→ **Stored data**:
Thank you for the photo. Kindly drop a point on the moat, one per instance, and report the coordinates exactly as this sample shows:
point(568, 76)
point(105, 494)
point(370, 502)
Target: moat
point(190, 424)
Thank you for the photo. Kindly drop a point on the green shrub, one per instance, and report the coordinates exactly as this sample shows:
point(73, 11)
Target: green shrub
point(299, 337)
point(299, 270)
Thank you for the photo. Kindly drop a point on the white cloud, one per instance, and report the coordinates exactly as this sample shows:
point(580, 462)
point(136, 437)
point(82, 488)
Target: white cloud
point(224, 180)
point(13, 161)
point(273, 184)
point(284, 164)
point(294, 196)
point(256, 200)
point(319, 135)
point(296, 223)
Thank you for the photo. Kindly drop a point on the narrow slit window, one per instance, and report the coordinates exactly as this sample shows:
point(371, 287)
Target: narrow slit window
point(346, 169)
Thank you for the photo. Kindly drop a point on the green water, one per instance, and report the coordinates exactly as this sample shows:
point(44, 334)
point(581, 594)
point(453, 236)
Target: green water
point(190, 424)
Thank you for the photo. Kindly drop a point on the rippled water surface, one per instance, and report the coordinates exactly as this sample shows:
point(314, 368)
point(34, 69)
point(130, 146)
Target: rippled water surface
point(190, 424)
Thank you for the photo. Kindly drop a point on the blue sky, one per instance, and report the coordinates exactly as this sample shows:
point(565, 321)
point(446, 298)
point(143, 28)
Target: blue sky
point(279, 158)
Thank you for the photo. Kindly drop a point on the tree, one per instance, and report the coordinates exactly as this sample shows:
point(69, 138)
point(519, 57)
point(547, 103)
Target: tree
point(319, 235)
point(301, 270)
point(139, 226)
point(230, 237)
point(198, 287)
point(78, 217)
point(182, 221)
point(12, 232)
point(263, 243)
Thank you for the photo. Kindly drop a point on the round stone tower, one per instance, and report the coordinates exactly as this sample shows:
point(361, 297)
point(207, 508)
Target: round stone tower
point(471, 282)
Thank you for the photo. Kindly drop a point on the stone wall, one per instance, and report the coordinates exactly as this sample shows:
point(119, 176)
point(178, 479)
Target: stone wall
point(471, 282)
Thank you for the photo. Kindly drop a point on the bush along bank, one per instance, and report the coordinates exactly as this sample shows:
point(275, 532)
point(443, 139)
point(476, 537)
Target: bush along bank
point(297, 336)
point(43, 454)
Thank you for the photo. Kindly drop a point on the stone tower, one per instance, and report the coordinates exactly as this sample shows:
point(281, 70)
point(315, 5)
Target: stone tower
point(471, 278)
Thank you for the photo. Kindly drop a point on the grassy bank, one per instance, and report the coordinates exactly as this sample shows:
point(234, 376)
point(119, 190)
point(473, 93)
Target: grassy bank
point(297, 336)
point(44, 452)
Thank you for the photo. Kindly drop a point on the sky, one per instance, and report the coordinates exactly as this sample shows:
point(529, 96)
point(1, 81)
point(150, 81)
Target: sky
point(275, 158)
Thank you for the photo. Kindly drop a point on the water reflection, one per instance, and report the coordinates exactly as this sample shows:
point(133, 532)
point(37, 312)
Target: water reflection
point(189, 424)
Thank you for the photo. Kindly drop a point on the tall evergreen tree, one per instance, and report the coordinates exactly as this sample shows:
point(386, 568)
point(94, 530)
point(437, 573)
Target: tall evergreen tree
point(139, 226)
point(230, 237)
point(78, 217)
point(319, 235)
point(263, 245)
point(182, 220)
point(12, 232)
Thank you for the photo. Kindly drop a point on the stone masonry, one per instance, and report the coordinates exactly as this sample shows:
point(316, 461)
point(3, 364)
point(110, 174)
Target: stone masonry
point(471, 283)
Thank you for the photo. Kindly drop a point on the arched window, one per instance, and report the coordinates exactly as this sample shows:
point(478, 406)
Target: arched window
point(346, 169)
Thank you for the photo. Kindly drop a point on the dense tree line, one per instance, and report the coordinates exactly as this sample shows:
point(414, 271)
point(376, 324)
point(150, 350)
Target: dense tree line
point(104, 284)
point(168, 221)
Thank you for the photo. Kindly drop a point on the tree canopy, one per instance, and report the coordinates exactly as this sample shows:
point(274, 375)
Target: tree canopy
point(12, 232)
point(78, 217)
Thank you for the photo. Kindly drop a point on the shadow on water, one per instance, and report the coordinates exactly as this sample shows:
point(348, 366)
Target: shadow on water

→ **Exercise goal**: Could you print the whole listing above again, with every line unchanged?

→ **Task output**:
Thank you for the photo. Kindly drop a point on the moat, one per instance, and report the coordinates exactly as this sample shows:
point(568, 76)
point(105, 494)
point(370, 502)
Target: moat
point(190, 424)
Thank you for the photo. Kindly drop a point on the green shrub, one per instance, and report the coordinates exactly as this sample shows:
point(73, 11)
Target: green shrub
point(299, 337)
point(299, 270)
Thank you for the photo. Kindly drop a point on the white cloud, one per instance, and report the coordinates exactly as this sample shows:
point(580, 462)
point(136, 437)
point(82, 488)
Target: white cloud
point(224, 180)
point(13, 161)
point(273, 184)
point(284, 164)
point(294, 196)
point(256, 200)
point(319, 135)
point(296, 223)
Thank you for the photo. Kindly drop a point on the narrow slit window, one per instance, and report the coordinates exactly as this sample shows:
point(371, 287)
Target: narrow slit window
point(346, 169)
Thank you for the photo. Kindly drop a point on the green water, one per instance, and report the coordinates exactly as this sample shows:
point(44, 334)
point(581, 594)
point(453, 236)
Target: green water
point(190, 424)
Thank you for the photo. Kindly drop a point on the rippled water surface, one per instance, and report the coordinates exactly as this sample shows:
point(314, 368)
point(34, 69)
point(130, 146)
Target: rippled water surface
point(190, 424)
Thank you for the photo. Kindly drop a point on the blue sky, one per instance, and report the coordinates exactly as this sample shows:
point(565, 321)
point(446, 298)
point(143, 28)
Target: blue sky
point(279, 158)
Thank you for the photo. Kindly drop a point on the tree, one per instance, and report the coordinates exactly as this sample shows:
point(69, 138)
point(519, 57)
point(547, 103)
Target: tree
point(319, 235)
point(301, 270)
point(139, 226)
point(230, 237)
point(198, 287)
point(78, 217)
point(182, 221)
point(12, 232)
point(263, 243)
Thank you for the photo. Kindly drop a point on the round stone tower, one per instance, and report the coordinates exactly as this sample shows:
point(361, 297)
point(207, 508)
Target: round stone tower
point(471, 282)
Thank you for the photo. Kindly drop a point on the stone wall, one per instance, and report the coordinates exactly as this sample shows:
point(119, 176)
point(178, 479)
Target: stone wall
point(471, 282)
Thank you for the photo. Kindly drop a point on the bush along bank, one per instance, and report the coordinates exactly as this sample shows:
point(275, 532)
point(443, 139)
point(476, 537)
Target: bush along bank
point(297, 336)
point(43, 454)
Thank you for the photo. Kindly drop a point on the stone tower, one per instance, and report the coordinates exactly as this sample shows:
point(281, 70)
point(315, 5)
Target: stone tower
point(471, 278)
Thank you for the photo. Kindly drop a point on the grassy bank, one per instance, and report the coordinates exactly as this sample shows:
point(234, 376)
point(119, 190)
point(473, 93)
Target: grassy bank
point(297, 336)
point(44, 452)
Thank you for the photo. Kindly drop a point on the sky, one per instance, and report the coordinates exactly as this sample shows:
point(529, 96)
point(1, 81)
point(150, 81)
Target: sky
point(275, 158)
Thank you for the photo. Kindly drop a point on the water reflection, one per instance, and report the coordinates exactly as this sample shows:
point(133, 532)
point(37, 312)
Target: water reflection
point(189, 424)
Thank you for the photo. Kindly drop a point on the tall evergreen tree, one per instance, and report the coordinates exactly as this sample shows:
point(386, 568)
point(94, 530)
point(437, 573)
Target: tall evergreen tree
point(139, 226)
point(230, 237)
point(78, 217)
point(319, 235)
point(263, 245)
point(182, 220)
point(12, 232)
Thank you for the photo. Kindly drop a point on the stone masonry, one per instance, and report the coordinates exactly as this sample shows:
point(316, 461)
point(3, 364)
point(110, 174)
Target: stone masonry
point(471, 283)
Thank you for the photo. Kindly drop a point on the arched window, one per instance, and report the coordinates exactly as this sample shows:
point(478, 406)
Target: arched window
point(346, 169)
Thank you for the photo. Kindly drop a point on the dense tree line, one per instance, and report the coordinates exactly as this sample shows:
point(414, 271)
point(376, 324)
point(150, 350)
Target: dense tree line
point(104, 284)
point(168, 221)
Thank you for the photo. Kindly drop a point on the tree canopy, one per instance, and report the coordinates exactly as this sample shows:
point(274, 375)
Target: tree canopy
point(12, 232)
point(78, 217)
Thank you for the photo. Kindly drop a point on the shadow on water, one per instance, and report the coordinates exactly as this sample shows:
point(348, 366)
Target: shadow on water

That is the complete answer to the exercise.